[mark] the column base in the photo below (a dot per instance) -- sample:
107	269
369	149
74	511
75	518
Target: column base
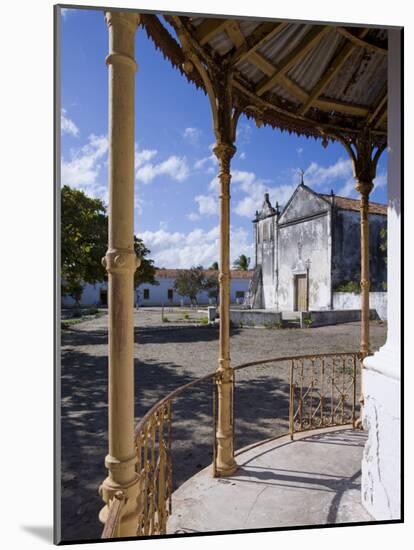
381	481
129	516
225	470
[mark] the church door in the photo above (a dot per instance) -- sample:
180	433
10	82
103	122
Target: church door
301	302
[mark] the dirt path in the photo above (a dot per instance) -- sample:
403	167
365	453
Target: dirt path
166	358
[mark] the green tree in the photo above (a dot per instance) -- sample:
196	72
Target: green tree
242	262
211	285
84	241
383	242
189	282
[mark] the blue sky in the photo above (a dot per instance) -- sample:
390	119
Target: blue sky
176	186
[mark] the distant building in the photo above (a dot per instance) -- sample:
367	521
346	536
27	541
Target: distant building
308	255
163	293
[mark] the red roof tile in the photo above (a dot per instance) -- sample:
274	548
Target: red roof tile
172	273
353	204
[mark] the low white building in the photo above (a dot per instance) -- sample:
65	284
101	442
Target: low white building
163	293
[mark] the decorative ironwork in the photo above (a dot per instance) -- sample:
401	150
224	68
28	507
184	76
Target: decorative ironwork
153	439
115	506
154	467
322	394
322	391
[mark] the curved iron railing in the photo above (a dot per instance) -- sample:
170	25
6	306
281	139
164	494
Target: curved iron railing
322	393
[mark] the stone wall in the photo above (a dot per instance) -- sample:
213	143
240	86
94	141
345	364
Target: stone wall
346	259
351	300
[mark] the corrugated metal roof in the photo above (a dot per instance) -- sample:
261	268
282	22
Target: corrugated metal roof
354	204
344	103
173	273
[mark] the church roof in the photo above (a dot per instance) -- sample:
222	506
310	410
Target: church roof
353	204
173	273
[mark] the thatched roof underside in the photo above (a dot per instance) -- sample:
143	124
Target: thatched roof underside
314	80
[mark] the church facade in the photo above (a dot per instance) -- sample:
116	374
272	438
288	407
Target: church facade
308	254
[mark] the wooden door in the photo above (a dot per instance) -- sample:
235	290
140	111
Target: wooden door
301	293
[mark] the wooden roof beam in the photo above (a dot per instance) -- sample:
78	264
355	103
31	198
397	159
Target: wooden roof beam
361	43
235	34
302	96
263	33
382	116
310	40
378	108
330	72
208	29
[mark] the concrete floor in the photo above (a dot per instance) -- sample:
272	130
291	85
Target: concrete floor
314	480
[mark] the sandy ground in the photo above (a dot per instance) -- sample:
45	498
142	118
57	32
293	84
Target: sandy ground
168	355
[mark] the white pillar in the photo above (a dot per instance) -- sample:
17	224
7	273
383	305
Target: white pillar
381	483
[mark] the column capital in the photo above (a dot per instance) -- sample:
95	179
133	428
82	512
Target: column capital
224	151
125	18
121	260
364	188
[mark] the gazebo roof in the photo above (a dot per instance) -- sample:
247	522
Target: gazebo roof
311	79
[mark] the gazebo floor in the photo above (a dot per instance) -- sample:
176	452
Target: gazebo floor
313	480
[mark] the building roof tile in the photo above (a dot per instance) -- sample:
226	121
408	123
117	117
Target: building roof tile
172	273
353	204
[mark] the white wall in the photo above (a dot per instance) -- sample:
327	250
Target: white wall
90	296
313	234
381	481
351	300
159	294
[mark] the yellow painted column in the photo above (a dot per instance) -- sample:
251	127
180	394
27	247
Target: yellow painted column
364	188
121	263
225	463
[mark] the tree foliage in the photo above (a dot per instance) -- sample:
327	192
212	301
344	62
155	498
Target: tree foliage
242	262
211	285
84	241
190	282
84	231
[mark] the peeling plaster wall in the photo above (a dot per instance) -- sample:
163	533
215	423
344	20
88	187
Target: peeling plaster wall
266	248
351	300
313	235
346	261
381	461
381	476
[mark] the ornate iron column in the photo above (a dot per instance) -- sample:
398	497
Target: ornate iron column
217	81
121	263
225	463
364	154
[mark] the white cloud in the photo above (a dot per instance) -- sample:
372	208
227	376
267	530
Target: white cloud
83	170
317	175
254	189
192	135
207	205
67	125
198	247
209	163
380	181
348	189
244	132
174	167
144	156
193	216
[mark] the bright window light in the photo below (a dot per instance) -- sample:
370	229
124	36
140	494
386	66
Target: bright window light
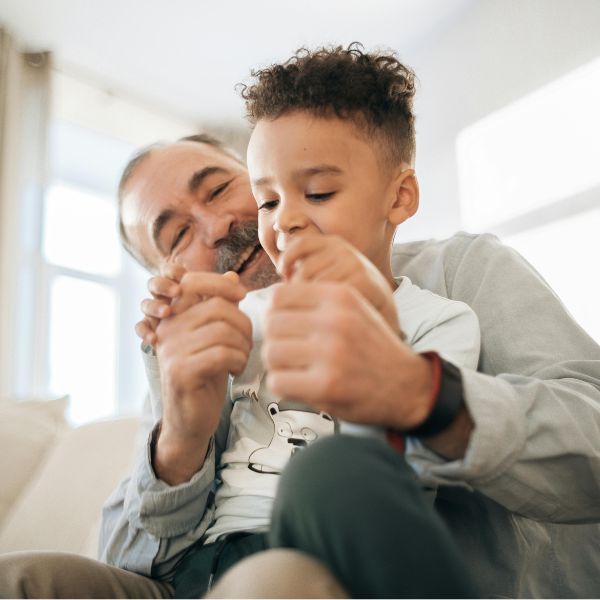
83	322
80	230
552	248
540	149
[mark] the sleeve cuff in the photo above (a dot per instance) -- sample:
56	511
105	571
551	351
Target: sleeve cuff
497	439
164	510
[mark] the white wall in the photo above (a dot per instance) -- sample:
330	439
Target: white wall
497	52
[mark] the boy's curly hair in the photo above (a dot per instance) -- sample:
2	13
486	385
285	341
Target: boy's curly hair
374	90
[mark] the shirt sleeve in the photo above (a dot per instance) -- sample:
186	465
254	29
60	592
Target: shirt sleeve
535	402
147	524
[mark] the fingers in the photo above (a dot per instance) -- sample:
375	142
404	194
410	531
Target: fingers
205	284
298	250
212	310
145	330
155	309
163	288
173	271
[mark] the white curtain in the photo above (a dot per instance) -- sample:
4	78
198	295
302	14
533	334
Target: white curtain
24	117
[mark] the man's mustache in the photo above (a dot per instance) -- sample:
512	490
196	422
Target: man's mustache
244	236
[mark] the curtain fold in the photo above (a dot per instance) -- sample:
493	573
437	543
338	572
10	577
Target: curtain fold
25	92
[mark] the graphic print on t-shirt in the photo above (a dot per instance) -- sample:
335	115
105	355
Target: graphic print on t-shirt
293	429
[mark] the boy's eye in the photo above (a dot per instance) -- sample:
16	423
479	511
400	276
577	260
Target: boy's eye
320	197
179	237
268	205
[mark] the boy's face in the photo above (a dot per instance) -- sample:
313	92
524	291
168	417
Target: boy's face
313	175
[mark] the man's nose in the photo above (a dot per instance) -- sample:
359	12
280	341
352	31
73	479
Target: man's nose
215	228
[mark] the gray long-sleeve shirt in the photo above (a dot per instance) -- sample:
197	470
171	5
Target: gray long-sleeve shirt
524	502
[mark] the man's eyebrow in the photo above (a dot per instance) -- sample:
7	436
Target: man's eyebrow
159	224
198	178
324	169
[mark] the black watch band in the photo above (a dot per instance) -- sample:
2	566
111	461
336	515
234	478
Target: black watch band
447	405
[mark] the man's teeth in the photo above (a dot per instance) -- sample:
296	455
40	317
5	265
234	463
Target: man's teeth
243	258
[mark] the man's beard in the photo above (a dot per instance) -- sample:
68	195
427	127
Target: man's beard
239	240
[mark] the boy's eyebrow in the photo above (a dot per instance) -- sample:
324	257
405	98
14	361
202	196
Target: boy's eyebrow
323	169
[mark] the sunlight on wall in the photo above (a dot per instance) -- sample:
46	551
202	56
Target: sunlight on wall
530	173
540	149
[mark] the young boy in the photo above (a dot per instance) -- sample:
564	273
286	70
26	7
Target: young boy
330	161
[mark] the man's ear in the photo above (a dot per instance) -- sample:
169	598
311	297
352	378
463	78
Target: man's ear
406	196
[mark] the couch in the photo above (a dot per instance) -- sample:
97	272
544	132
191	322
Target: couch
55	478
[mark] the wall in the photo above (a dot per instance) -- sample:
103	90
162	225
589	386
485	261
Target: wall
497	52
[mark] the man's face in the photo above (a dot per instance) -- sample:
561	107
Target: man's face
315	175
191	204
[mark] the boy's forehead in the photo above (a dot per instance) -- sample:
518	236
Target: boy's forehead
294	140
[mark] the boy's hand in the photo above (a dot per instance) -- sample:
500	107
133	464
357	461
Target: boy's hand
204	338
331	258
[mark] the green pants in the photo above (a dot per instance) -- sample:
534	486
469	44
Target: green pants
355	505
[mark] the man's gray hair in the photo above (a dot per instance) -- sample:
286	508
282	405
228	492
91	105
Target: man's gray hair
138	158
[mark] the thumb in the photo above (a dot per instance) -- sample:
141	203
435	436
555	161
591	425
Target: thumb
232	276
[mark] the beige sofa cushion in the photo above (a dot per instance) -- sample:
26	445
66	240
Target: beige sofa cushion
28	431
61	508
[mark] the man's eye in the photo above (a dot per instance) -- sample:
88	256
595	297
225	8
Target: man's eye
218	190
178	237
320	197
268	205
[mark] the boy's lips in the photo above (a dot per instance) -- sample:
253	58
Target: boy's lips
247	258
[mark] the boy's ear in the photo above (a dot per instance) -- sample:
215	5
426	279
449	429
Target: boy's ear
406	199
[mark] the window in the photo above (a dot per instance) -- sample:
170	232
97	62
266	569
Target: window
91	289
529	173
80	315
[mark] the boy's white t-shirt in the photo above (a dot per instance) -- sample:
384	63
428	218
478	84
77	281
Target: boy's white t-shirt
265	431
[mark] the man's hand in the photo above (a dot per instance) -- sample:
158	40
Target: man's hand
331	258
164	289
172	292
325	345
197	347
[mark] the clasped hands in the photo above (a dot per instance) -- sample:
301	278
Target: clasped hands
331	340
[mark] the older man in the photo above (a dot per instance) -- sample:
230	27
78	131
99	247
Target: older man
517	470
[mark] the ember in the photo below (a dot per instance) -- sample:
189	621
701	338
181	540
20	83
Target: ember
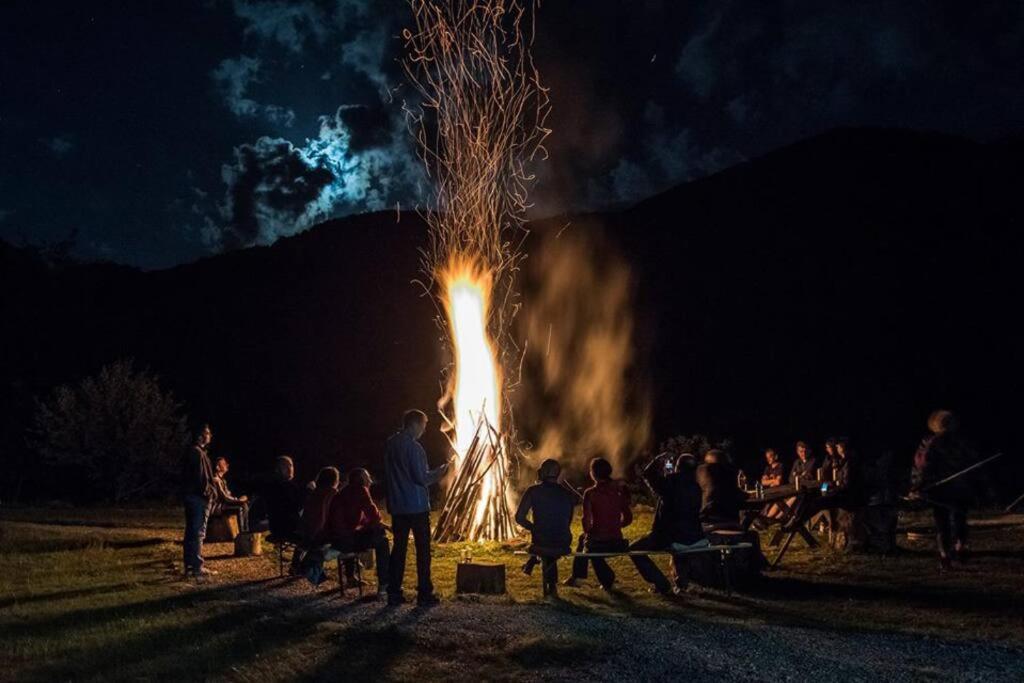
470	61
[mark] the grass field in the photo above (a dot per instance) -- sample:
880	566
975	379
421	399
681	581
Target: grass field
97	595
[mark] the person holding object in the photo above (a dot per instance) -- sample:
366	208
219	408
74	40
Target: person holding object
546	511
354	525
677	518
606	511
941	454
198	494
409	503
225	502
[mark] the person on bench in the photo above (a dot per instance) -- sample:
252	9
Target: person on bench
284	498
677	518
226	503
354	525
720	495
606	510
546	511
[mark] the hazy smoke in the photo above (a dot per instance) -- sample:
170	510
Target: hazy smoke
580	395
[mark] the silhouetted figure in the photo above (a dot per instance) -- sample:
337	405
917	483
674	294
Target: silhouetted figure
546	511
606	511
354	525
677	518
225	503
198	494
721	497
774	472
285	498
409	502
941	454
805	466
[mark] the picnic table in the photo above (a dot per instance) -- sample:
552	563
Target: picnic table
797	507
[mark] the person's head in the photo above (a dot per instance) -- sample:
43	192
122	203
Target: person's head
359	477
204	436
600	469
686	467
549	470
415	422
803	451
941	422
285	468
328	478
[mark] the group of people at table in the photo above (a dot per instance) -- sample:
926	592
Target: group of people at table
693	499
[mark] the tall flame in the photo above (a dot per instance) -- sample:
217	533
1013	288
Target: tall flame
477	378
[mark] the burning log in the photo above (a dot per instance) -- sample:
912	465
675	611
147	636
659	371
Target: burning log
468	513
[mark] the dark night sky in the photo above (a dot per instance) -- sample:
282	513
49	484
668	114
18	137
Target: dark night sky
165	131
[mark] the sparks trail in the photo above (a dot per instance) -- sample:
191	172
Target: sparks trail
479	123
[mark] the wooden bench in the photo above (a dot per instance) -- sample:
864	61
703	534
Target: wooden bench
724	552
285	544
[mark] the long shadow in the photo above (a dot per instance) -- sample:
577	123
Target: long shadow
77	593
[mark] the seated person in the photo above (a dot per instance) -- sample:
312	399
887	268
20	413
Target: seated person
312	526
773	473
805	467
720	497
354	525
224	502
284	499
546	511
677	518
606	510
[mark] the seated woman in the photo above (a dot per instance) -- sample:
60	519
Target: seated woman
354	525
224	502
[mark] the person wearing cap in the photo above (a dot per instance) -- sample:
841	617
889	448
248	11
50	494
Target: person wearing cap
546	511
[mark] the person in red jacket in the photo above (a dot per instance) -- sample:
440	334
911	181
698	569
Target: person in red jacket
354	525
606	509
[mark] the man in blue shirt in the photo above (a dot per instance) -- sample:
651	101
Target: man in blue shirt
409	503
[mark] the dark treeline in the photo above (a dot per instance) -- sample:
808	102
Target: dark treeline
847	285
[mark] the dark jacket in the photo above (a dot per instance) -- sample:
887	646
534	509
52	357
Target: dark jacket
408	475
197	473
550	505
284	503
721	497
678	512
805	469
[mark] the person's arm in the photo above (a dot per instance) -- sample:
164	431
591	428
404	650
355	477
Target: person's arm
______
• **Work order**:
Look over the material above and show each line where "below" appears.

• **Response area**:
[mark] the column base in the photo below (a dot per instance) -- sample:
[mark] the bright window light in the photo below (a dot per instance) -- sample:
[mark] the ember in the photo below (a dot per instance) -- sample:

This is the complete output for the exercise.